_Given problem 1_
Answer these questions about the 1956 greyhound racing text:
(a) Around how much was the Totalisator turnover?
(b) Which greyhound won the Laurels at Wimbledon Stadium?
(c) Which race failed to take place again?

_Reading text_
* start *

The 1956 UK & Ireland Greyhound Racing Year was the 30th year of greyhound racing in the United Kingdom and Ireland.

Roll of honour

Summary
Attendances and Totalisator turnover had stabilised, with the latter resulting in a turnover of around £55 million. The Churches' Council on gambling quoted a figure of £119 million but that figure was for total gambling spend within the industry. One problem for the industry was the fact that the biggest names Spanish Battleship, Rushton Mac and Pauls Fun had all retired leaving the search for a new star.

Competitions
No single greyhound was able to secure more than one classic race success, the main Derby titles went to Dunmore King and Keep Moving. The 1956 English Greyhound Derby runner-up Duet Leader won the Laurels at Wimbledon Stadium and the Derby final third Gulf of Darien, reached the St Leger final at Wembley and the Cesarewitch at West Ham Stadium. The Welsh Greyhound Derby failed to take place again.

* end *

_Given problem 2_
Rewrite the listing from the line with "On this screenshot, the black leggings" through its end, swapping "skirt hem" for "skirt border" and leaving everything else the same.

_Bounding box annotation entries_
* start *

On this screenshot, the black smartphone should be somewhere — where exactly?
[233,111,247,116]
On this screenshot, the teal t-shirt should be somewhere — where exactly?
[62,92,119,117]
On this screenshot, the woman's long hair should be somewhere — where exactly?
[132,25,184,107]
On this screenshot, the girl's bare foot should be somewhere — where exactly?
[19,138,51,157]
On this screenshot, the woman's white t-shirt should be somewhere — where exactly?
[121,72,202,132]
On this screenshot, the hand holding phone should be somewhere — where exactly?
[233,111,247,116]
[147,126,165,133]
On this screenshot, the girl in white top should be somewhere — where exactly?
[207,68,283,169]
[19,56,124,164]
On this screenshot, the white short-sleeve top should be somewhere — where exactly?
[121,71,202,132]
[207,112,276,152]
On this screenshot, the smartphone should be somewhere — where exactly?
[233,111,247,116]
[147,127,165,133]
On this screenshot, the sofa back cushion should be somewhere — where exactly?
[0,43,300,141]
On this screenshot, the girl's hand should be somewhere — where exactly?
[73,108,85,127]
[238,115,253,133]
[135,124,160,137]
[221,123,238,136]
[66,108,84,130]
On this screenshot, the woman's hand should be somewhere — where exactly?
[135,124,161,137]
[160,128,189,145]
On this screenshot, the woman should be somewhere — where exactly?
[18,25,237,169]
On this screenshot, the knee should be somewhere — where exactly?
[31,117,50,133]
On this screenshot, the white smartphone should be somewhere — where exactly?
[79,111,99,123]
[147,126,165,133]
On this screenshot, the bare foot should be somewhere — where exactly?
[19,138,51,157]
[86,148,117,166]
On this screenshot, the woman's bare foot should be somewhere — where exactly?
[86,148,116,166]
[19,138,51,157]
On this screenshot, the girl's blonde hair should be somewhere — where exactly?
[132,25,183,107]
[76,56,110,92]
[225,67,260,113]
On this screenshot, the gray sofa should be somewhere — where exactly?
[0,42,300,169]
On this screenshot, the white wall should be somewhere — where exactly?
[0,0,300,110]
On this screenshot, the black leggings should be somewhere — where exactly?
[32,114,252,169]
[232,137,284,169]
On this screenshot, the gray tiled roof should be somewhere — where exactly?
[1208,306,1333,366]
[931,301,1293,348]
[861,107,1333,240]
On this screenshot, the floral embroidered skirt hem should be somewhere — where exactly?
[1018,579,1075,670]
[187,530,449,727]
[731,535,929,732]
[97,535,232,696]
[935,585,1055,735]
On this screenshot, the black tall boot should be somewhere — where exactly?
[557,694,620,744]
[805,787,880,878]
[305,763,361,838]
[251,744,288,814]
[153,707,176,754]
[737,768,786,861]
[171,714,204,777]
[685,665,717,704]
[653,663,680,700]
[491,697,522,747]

* end *

_Task result 1_
(a) Around £55 million
(b) Duet Leader
(c) The Welsh Greyhound Derby

_Task result 2_
On this screenshot, the black leggings should be somewhere — where exactly?
[32,114,252,169]
[232,137,284,169]
On this screenshot, the gray tiled roof should be somewhere — where exactly?
[1208,306,1333,366]
[931,301,1293,348]
[861,107,1333,240]
On this screenshot, the floral embroidered skirt border should be somewhere — where exactly?
[1018,579,1075,670]
[187,530,449,727]
[731,535,929,732]
[97,535,232,696]
[935,585,1055,735]
On this screenshot, the black tall boot should be somewhere — where exactly?
[557,694,620,744]
[805,787,880,878]
[305,763,361,838]
[251,744,288,814]
[153,707,176,754]
[737,768,786,861]
[171,714,204,777]
[685,665,717,704]
[653,663,680,700]
[491,697,522,747]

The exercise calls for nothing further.